→ EXTRAIT DU TEXTE
# # # # #
22 juin 1944. 80 ans plus tard, les images me reviennent du bombardement dans lequel j’ai perdu mon frère aîné − il avait 10 ans − moi près de 6, tout me revient, les images mais aussi les sons, la fumée, l’écroulement. Je redonne ici un billet ancien, avec la même émotion revécue.

 

 

 

 

Juin 1944. Ma famille habite Paris, nos parents décident à la mi-juin, compte tenu des événements, de nous mettre, nous les enfants, « à l’abri » à une quarantaine de kms de Paris, à Tournan-en-Brie, où la famille de ma mère a une propriété, et où réside mon grand-père maternel, Charles Marin. Nous sommes 4 frères : Jean-Paul qui a alors 10 ans, François 8 ans, moi-même bientôt 6 ans et Hubert 2 ans. Nous sommes gardés par Marilou, une Bretonne qui avec sa soeur, Marie, aura passé près de 40 ans au service de la famille… 

 

22 juin : Je me vois avec mes frères, Jean-Paul, François et Hubert, dans le jardin de Tournan- en-Brie. Nous sommes à Tournan, "à l'abri", éloignés de Paris qui n’est pas sûr à la veille de la Libération...
# # # # #
[Extraits d'un jeu de données de pointage]
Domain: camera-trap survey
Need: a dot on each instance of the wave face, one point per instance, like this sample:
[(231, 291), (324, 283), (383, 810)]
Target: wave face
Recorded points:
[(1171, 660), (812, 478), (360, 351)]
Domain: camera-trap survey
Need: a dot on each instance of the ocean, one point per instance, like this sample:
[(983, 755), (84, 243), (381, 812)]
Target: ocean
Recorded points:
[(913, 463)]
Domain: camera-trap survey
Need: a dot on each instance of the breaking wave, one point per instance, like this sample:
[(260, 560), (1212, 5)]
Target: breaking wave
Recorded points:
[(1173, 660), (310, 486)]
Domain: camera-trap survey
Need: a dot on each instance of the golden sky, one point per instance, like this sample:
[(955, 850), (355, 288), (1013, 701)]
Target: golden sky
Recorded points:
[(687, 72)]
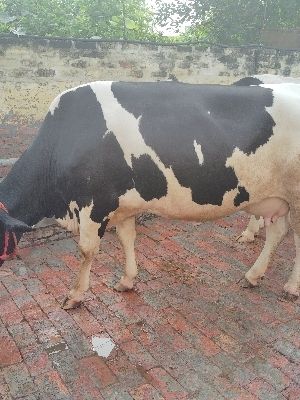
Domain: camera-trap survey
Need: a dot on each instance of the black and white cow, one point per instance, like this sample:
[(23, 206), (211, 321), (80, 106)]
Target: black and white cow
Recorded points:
[(110, 150)]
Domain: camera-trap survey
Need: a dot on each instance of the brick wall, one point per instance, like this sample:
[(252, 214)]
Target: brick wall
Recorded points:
[(34, 70)]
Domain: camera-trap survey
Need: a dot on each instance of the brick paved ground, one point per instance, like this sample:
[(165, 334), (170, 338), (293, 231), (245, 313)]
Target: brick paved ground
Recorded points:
[(187, 331)]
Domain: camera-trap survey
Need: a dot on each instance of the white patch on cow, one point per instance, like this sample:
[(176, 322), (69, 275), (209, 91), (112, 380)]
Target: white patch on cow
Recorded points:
[(88, 229), (271, 158), (103, 346), (199, 153), (178, 202), (70, 224)]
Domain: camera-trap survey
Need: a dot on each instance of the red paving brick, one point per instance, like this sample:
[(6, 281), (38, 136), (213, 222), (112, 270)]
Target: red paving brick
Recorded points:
[(187, 331)]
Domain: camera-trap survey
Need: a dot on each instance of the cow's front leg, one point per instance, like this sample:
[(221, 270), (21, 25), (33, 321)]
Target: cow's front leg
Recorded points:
[(127, 234), (89, 246), (275, 232), (291, 290), (252, 230)]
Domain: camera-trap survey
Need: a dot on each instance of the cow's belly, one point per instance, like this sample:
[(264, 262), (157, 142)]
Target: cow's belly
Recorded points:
[(177, 204)]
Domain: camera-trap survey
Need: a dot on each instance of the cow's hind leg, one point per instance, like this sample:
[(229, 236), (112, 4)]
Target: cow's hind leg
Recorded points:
[(89, 246), (291, 290), (274, 234), (252, 229), (127, 234)]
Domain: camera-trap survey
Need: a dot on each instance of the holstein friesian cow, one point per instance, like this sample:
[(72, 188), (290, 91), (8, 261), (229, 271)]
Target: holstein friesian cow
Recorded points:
[(256, 223), (110, 150)]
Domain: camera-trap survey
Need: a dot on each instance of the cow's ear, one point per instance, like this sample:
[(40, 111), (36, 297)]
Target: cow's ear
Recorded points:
[(10, 224)]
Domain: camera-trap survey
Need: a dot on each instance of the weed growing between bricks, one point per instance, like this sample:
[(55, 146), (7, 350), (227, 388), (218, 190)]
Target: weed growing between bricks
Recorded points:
[(186, 331)]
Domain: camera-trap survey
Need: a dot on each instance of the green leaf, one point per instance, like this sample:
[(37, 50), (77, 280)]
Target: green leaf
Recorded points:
[(5, 18), (131, 25)]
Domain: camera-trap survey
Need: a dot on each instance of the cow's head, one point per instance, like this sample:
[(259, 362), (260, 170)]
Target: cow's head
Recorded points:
[(11, 230)]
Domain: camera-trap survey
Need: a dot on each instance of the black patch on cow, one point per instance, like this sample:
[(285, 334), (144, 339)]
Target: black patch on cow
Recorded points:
[(102, 228), (72, 159), (248, 81), (241, 197), (219, 118), (149, 180)]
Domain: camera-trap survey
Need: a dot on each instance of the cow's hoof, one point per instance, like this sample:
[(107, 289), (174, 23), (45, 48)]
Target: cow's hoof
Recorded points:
[(245, 238), (288, 295), (244, 283), (124, 285), (68, 303)]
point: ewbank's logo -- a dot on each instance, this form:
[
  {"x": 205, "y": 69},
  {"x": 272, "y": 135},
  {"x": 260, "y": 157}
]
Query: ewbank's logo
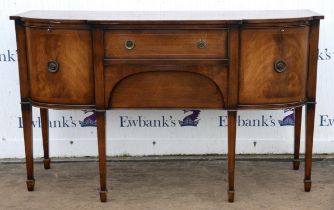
[
  {"x": 89, "y": 121},
  {"x": 190, "y": 120},
  {"x": 289, "y": 119}
]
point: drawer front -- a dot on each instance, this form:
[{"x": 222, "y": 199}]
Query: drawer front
[
  {"x": 60, "y": 66},
  {"x": 165, "y": 43},
  {"x": 273, "y": 65}
]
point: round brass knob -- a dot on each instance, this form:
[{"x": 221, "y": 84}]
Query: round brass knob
[
  {"x": 280, "y": 66},
  {"x": 129, "y": 44},
  {"x": 201, "y": 44},
  {"x": 53, "y": 66}
]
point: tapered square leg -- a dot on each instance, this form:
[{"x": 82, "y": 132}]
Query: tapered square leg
[
  {"x": 298, "y": 123},
  {"x": 101, "y": 138},
  {"x": 310, "y": 112},
  {"x": 231, "y": 153},
  {"x": 45, "y": 135},
  {"x": 28, "y": 144}
]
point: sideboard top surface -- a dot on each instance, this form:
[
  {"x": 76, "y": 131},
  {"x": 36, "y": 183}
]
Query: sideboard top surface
[{"x": 168, "y": 16}]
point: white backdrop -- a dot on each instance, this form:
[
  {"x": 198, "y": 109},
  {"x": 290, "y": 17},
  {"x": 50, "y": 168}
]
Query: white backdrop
[{"x": 157, "y": 132}]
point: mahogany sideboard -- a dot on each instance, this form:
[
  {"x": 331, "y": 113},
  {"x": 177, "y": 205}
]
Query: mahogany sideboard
[{"x": 228, "y": 60}]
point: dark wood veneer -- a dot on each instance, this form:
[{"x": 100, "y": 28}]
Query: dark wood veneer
[{"x": 217, "y": 60}]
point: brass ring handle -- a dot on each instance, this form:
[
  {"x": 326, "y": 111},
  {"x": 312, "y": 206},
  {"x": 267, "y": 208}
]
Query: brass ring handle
[
  {"x": 201, "y": 44},
  {"x": 129, "y": 44},
  {"x": 53, "y": 66},
  {"x": 280, "y": 66}
]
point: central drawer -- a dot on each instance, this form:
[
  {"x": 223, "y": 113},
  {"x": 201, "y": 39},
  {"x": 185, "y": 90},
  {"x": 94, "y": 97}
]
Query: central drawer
[{"x": 195, "y": 43}]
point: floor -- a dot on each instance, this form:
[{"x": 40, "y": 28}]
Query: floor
[{"x": 168, "y": 184}]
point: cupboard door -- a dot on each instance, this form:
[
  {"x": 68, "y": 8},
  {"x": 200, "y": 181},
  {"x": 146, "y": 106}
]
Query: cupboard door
[{"x": 273, "y": 65}]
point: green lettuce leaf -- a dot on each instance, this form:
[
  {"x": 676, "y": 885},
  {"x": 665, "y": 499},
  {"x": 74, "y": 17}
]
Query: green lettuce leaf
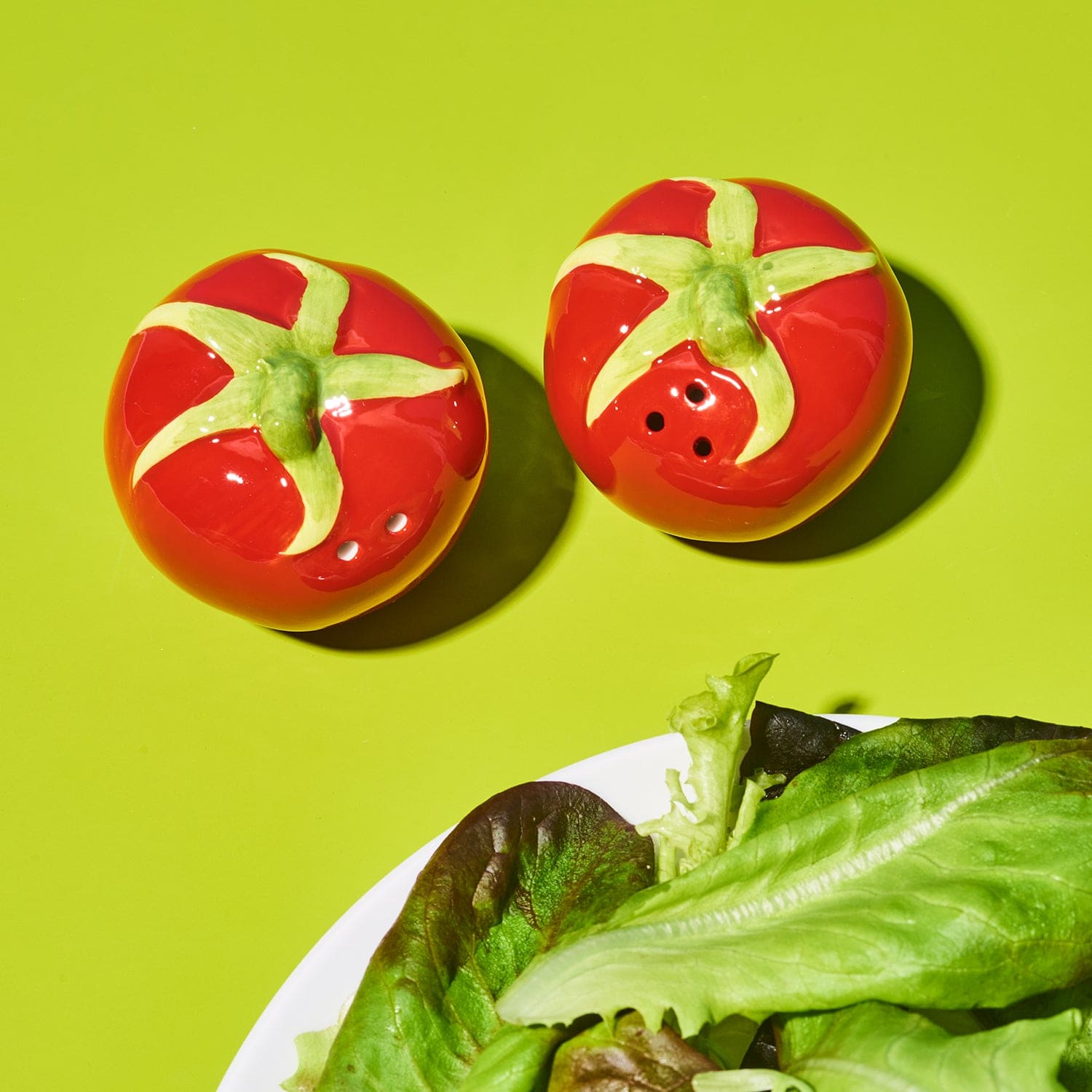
[
  {"x": 627, "y": 1057},
  {"x": 518, "y": 1059},
  {"x": 521, "y": 871},
  {"x": 961, "y": 885},
  {"x": 877, "y": 1048},
  {"x": 908, "y": 745},
  {"x": 703, "y": 808},
  {"x": 1076, "y": 1072}
]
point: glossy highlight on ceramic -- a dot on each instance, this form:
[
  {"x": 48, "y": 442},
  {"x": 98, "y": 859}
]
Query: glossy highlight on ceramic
[
  {"x": 724, "y": 358},
  {"x": 293, "y": 440}
]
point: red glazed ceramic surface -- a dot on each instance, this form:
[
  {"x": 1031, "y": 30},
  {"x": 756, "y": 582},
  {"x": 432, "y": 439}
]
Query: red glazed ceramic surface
[
  {"x": 295, "y": 441},
  {"x": 723, "y": 360}
]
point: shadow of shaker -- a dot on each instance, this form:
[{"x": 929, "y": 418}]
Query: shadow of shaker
[
  {"x": 523, "y": 505},
  {"x": 937, "y": 423}
]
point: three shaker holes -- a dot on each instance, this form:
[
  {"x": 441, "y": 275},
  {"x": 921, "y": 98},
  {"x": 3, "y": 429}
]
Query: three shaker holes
[{"x": 696, "y": 395}]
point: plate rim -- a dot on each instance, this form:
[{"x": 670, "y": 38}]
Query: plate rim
[{"x": 268, "y": 1055}]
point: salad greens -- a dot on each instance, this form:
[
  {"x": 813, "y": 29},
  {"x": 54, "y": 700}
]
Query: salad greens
[
  {"x": 526, "y": 867},
  {"x": 911, "y": 906},
  {"x": 871, "y": 1048}
]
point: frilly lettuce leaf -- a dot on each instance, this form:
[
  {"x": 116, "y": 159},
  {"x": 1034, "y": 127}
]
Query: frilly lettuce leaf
[
  {"x": 705, "y": 807},
  {"x": 965, "y": 884}
]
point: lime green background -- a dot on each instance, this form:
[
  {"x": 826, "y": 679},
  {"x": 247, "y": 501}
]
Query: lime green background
[{"x": 189, "y": 801}]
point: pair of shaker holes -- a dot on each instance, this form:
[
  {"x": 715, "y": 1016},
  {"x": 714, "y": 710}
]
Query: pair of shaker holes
[
  {"x": 696, "y": 395},
  {"x": 395, "y": 526}
]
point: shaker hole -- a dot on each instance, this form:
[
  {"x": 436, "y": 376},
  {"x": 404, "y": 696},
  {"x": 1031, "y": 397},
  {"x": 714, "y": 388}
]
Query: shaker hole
[{"x": 347, "y": 550}]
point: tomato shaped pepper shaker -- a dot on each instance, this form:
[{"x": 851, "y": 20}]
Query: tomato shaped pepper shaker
[
  {"x": 293, "y": 440},
  {"x": 724, "y": 358}
]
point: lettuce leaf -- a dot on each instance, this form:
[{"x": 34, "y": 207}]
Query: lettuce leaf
[
  {"x": 521, "y": 871},
  {"x": 627, "y": 1057},
  {"x": 876, "y": 1048},
  {"x": 517, "y": 1059},
  {"x": 1076, "y": 1072},
  {"x": 703, "y": 808},
  {"x": 963, "y": 884}
]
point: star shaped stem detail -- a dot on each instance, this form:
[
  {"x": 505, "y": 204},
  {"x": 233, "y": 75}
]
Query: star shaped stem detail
[
  {"x": 283, "y": 381},
  {"x": 713, "y": 294}
]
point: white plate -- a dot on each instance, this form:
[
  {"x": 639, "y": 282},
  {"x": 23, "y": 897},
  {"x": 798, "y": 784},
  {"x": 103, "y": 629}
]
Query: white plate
[{"x": 629, "y": 779}]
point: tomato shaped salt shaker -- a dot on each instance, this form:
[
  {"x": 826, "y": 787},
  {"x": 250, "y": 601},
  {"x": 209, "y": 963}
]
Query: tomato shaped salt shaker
[
  {"x": 724, "y": 358},
  {"x": 296, "y": 441}
]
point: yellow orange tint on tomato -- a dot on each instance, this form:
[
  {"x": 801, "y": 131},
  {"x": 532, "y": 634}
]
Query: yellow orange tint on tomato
[
  {"x": 218, "y": 513},
  {"x": 666, "y": 448}
]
# # # # #
→ À FAIRE
**A.** D'après le récit de juin 1944, à quelle distance de Paris se trouve Tournan-en-Brie ?
**B.** Recopiez le passage du récit de juin 1944 qui va de "Juin 1944. Ma" à "de la Libération...", ces deux segments compris.

→ CORRIGÉ
**A.** À une quarantaine de kilomètres de Paris.

**B.**
Juin 1944. Ma famille habite Paris, nos parents décident à la mi-juin, compte tenu des événements, de nous mettre, nous les enfants, « à l’abri » à une quarantaine de kms de Paris, à Tournan-en-Brie, où la famille de ma mère a une propriété, et où réside mon grand-père maternel, Charles Marin. Nous sommes 4 frères : Jean-Paul qui a alors 10 ans, François 8 ans, moi-même bientôt 6 ans et Hubert 2 ans. Nous sommes gardés par Marilou, une Bretonne qui avec sa soeur, Marie, aura passé près de 40 ans au service de la famille… 

 

22 juin : Je me vois avec mes frères, Jean-Paul, François et Hubert, dans le jardin de Tournan- en-Brie. Nous sommes à Tournan, "à l'abri", éloignés de Paris qui n’est pas sûr à la veille de la Libération...